▶ [What you need to do]:
a) In the passage about Bargu's theory of death fasts, which two critical theorists are named as joining the discussion?
b) Write the next part of the passage about Bargu's theory of death fasts, starting after its final sentence.
(Excerpt begins)
Bargu engages in categorization, for instance distinguishing defensive from offensive uses of human weapons. She engages in interpretation, suggesting for instance that these forms of death fasts are not non-violent. She is concerned “with understanding their relation to the conditions out of which they emerge” (20). She is engaged in an interpretive task—not to judge but to understand. Specifically, to understand “in order to deploy [these] findings toward the theorization of this emergent repertoire of action that increasingly stamps the radical struggles of our present.” (20) We are firmly in the space of the theorization of praxis: “I theorize the self-destructive practices that forge life into a weapon as a specific modality of resistance.” (27)

Bargu’s theoretical work enriches our understanding not only of how power circulates in society today, but also of how resistance circulates as well, so that we see the resistance as not simply trying to “make life better” in opposition to biosovereignty and the regulation of life, but to implicate and draw out the centrality of death as well.

Theorizing praxis. That seems essential in such a charged context as this, one situated between, on the one hand, the total domination of life in solitary confinement in supermax prisons, and on the other hand, the only remaining weapon to resist the domination, life itself. Theory and praxis. Death fasts and self-immolation.  To help explore these issues, we are delighted to be joined by two brilliant critical theorists: philosopher Susan Buck-Morss of the CUNY Graduate Centerand political theorist Karuna Mantena of Yale University.

Welcome to Praxis 12/13.
(Excerpt ends)
(Provided information begins)
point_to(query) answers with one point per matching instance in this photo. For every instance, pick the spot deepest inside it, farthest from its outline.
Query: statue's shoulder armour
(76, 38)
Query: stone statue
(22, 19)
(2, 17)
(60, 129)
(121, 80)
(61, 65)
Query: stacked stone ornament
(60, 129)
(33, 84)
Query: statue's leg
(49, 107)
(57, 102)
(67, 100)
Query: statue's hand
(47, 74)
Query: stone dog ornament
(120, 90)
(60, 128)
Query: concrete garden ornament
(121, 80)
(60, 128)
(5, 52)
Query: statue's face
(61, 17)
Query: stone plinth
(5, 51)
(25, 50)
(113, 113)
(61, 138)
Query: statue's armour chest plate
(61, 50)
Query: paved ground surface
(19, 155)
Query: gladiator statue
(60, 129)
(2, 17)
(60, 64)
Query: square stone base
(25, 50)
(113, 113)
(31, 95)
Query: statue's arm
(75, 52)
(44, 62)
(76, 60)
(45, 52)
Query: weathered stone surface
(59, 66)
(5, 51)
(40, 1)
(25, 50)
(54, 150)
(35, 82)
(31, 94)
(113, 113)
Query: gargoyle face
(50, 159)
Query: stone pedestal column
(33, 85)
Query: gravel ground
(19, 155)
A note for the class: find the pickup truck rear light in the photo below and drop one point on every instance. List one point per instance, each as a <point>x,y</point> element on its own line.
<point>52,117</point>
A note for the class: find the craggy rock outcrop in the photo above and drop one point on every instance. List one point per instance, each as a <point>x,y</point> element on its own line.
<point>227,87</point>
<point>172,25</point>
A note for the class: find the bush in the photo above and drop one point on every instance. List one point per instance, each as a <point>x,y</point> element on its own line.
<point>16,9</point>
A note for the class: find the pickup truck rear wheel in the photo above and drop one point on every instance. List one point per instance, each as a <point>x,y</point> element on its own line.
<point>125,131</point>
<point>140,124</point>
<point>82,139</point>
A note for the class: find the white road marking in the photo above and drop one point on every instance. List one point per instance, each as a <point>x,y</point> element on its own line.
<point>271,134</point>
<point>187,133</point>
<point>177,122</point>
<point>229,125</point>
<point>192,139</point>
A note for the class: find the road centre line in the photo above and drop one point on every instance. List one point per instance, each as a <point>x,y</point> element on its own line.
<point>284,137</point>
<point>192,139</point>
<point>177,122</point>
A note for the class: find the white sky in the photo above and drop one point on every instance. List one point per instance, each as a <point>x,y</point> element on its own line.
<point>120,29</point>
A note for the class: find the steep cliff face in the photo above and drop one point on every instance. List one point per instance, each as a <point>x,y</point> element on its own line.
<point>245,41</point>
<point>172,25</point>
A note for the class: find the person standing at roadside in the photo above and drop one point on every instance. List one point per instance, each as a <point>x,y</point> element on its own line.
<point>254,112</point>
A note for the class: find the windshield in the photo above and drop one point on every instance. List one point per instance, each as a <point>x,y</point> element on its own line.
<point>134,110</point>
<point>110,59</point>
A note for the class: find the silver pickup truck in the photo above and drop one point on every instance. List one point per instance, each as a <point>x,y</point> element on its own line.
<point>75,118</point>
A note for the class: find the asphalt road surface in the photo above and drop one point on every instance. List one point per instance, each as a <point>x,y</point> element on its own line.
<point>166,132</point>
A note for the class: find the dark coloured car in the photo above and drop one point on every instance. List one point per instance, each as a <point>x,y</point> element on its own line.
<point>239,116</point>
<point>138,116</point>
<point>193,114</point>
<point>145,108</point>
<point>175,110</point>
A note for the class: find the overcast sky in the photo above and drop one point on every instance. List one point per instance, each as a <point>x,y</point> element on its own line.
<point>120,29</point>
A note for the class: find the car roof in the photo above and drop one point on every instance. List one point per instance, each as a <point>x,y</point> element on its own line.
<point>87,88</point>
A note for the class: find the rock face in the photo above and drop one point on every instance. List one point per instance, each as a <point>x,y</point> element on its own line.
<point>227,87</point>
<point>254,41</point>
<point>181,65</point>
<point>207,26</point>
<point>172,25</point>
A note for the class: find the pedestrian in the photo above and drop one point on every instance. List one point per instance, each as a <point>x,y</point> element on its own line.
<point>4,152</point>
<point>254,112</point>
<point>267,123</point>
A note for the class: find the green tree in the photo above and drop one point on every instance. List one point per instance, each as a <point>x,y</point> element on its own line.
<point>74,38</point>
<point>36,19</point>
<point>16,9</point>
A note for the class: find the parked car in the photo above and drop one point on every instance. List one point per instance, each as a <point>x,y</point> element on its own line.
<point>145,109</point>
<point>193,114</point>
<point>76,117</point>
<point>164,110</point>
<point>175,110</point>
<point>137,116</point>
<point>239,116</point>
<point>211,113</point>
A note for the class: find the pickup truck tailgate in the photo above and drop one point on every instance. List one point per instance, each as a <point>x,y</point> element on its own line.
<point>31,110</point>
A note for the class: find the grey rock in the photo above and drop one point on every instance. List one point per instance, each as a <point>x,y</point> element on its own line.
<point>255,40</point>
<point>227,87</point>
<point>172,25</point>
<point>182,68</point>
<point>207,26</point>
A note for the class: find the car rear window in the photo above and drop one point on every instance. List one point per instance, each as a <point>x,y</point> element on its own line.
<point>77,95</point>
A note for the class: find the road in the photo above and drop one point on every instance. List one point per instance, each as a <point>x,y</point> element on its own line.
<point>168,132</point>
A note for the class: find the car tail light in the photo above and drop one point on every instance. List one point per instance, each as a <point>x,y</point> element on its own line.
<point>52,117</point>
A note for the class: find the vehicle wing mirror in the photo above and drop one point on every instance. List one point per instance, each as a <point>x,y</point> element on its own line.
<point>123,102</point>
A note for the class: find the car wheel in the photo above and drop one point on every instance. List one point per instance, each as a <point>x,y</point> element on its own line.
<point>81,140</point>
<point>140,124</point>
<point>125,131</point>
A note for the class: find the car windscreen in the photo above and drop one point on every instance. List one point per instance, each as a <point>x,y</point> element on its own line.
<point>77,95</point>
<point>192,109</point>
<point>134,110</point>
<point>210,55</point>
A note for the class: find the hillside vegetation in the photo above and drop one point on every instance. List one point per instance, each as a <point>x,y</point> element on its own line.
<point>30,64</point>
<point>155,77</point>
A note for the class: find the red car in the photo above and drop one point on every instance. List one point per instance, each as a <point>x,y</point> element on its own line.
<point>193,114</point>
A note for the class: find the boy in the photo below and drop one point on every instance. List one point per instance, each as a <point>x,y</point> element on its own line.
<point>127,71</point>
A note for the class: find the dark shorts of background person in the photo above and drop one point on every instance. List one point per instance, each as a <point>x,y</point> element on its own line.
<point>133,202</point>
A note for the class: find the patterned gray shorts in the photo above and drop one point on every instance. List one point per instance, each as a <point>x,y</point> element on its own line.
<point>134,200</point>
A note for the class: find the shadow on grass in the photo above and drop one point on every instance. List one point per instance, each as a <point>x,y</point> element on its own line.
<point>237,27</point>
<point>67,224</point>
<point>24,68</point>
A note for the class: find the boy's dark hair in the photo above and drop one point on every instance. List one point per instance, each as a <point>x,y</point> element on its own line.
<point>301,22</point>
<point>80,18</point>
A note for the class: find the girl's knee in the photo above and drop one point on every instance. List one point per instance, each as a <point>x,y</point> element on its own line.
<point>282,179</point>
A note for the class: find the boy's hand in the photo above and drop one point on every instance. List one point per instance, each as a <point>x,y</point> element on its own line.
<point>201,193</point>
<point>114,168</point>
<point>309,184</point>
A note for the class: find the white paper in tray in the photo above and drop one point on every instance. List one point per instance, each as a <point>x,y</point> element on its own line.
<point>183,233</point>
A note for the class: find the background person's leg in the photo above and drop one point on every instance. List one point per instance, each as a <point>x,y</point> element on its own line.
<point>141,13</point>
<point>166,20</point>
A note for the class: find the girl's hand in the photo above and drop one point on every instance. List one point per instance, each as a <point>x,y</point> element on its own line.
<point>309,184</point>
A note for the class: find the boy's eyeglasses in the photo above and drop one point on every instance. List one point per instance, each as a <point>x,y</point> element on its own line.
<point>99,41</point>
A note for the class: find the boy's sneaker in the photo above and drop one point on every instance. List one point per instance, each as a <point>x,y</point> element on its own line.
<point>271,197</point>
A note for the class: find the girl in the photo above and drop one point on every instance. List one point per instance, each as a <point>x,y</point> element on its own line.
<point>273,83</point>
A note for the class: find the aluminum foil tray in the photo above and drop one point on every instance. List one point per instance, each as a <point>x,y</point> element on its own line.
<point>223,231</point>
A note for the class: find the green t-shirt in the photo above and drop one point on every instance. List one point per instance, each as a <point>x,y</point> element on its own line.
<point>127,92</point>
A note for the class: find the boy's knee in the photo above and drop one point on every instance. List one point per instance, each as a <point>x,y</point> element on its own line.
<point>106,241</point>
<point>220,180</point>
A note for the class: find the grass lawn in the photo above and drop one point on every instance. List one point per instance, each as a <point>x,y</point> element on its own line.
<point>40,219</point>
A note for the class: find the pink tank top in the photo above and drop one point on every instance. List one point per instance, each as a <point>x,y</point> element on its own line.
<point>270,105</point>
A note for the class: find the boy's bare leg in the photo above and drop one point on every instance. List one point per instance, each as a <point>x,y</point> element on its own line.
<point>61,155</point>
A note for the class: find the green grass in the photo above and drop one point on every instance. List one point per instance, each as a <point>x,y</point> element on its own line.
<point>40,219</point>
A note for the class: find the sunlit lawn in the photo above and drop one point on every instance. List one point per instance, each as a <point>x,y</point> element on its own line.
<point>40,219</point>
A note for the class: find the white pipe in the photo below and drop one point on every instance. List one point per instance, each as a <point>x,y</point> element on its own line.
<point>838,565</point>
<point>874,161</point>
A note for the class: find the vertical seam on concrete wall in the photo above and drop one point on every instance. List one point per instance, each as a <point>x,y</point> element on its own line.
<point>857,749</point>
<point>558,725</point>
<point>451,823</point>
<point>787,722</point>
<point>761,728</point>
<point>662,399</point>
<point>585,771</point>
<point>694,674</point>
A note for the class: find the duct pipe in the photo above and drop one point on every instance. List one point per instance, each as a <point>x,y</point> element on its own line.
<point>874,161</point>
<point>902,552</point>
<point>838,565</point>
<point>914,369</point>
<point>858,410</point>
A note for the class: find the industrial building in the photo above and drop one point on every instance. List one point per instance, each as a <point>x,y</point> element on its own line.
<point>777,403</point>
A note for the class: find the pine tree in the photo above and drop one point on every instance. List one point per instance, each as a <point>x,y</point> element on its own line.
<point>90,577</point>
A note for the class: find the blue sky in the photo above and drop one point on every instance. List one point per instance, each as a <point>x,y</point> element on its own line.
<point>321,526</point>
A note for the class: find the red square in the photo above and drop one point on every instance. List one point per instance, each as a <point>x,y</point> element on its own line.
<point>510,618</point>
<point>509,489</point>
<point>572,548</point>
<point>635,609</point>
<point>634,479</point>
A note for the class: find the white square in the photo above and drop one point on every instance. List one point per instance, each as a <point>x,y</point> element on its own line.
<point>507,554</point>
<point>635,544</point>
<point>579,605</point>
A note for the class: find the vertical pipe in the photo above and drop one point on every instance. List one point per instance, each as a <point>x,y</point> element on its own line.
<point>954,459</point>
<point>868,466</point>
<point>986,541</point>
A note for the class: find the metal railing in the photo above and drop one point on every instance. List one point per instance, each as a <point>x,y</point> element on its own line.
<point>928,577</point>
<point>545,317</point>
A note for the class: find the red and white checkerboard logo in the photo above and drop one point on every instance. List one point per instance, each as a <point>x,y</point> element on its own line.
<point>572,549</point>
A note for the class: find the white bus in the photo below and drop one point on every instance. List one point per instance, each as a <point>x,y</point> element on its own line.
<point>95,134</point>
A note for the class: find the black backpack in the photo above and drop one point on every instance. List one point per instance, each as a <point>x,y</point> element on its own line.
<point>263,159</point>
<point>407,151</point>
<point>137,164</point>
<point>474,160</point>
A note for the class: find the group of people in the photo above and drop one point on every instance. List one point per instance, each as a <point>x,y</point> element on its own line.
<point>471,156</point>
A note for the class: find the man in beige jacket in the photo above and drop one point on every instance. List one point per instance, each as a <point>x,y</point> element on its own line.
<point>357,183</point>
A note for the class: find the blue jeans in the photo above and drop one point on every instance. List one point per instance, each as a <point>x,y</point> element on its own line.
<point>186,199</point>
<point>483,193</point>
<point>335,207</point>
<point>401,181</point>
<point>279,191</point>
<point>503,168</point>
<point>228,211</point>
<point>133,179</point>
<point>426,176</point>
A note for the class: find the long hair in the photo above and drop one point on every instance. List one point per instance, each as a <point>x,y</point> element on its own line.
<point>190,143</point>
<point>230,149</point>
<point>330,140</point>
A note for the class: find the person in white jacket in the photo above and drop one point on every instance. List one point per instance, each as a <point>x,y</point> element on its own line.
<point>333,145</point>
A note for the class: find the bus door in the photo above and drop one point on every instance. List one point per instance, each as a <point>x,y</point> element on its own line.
(Provided information ends)
▶ [Responses to the exercise]:
a) Philosopher Susan Buck-Morss of the CUNY Graduate Center and political theorist Karuna Mantena of Yale University.

b)
Let me end here, though, at least for now, on a slightly different note. For as I was searching for Foucault’s formulation of the question, another variation also came to mind. It is from Herbert Marcuse’s One-Dimensional Man and his critique of the reification of universal categories—his critique of illusions, of how the universals of country or class or political ideals so often lead us to sacrifice our lives. Let me stop here, then, on this perhaps more embarrassed note, with Marcuse, channeling François Perroux:

On croit mourir pour la Classe, on meurt pour les gens du Parti. On croit mourir pour la Patrie, on meurt pour les Industriels. On croit mourir pour la Liberté des Personnes, on meurt pour la Liberté des dividendes. On croit mourir pour le Prolétariat, on meurt pour sa Bureaucratie. On croit mourir sur l’ordre d’un État, on meurt pour l’argent qui le tient. On croit mourir pour une nation, on meurt pour les bandits qui la baillonnent. On croit—mais pourquoi croirait-on dans une ombre si épaisse ? Croire, mourir ?… quand il s’agit d’apprendre à vivre ? [2]

 

Notes

[1] Michel Foucault, “Interview with André Berten,” 235-246, at p. 246, in Foucault, Wrong-Doing, Truth-Telling: The Function of Avowal in Justice, trans. Stephen W. Sawyer, eds. Fabienne Brion and Bernard E. Harcourt (Chicago: University of Chicago Press, 2014).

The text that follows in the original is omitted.